AIM:
Transcribe each line of the listing below character for character, with no changes.
## begin TASK DATA
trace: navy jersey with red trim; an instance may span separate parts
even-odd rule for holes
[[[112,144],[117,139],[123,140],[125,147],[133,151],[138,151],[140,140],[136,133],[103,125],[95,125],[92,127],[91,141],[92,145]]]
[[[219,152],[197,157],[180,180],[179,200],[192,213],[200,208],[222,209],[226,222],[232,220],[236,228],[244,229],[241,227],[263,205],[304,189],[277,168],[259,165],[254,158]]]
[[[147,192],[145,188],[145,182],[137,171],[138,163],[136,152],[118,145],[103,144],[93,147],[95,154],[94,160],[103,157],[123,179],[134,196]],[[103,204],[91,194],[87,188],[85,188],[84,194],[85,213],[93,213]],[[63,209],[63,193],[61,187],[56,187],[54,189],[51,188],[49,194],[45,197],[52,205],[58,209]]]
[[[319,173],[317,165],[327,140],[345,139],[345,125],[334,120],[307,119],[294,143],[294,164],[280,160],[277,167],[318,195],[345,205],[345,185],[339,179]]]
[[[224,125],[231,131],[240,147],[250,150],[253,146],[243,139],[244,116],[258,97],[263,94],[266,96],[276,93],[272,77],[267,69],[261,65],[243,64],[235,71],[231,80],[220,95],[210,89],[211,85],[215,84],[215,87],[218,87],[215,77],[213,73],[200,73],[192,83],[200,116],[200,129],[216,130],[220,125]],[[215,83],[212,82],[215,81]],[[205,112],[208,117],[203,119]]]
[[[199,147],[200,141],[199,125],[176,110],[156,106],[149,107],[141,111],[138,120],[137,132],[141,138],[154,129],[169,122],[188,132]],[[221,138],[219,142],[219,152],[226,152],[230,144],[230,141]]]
## end TASK DATA
EXERCISE RESPONSE:
trace: navy jersey with red trim; an instance may span separate parts
even-odd rule for holes
[[[112,144],[117,139],[123,140],[125,147],[133,151],[138,151],[140,140],[136,133],[103,125],[95,125],[92,127],[91,141],[92,145]]]
[[[219,152],[197,157],[180,180],[179,200],[192,213],[200,208],[222,209],[226,222],[232,220],[236,228],[244,229],[241,227],[263,205],[304,189],[277,168],[259,165],[254,158]]]
[[[147,192],[145,188],[145,182],[137,171],[138,163],[136,152],[118,145],[103,144],[93,147],[95,154],[94,160],[103,157],[123,179],[134,196]],[[103,204],[91,194],[87,188],[85,188],[84,194],[85,213],[93,213]],[[63,209],[63,193],[61,187],[56,187],[54,189],[51,188],[49,194],[45,197],[52,205],[58,209]]]
[[[319,173],[317,165],[327,140],[345,139],[345,125],[334,120],[307,119],[294,143],[294,164],[280,160],[277,167],[318,195],[345,205],[345,185],[339,179]]]
[[[224,125],[231,131],[240,147],[250,150],[253,146],[243,139],[244,116],[258,97],[263,94],[266,96],[276,93],[272,77],[267,69],[261,65],[243,64],[235,71],[231,80],[220,95],[210,89],[211,85],[215,84],[215,87],[218,87],[215,77],[213,73],[200,73],[192,83],[200,116],[200,129],[216,130],[220,125]],[[215,83],[212,82],[215,81]],[[205,112],[208,117],[203,119]]]
[[[199,147],[200,141],[199,125],[176,110],[156,106],[149,107],[141,111],[138,120],[137,132],[141,138],[154,129],[169,122],[188,132]],[[221,138],[219,142],[219,152],[226,152],[230,144],[230,141]]]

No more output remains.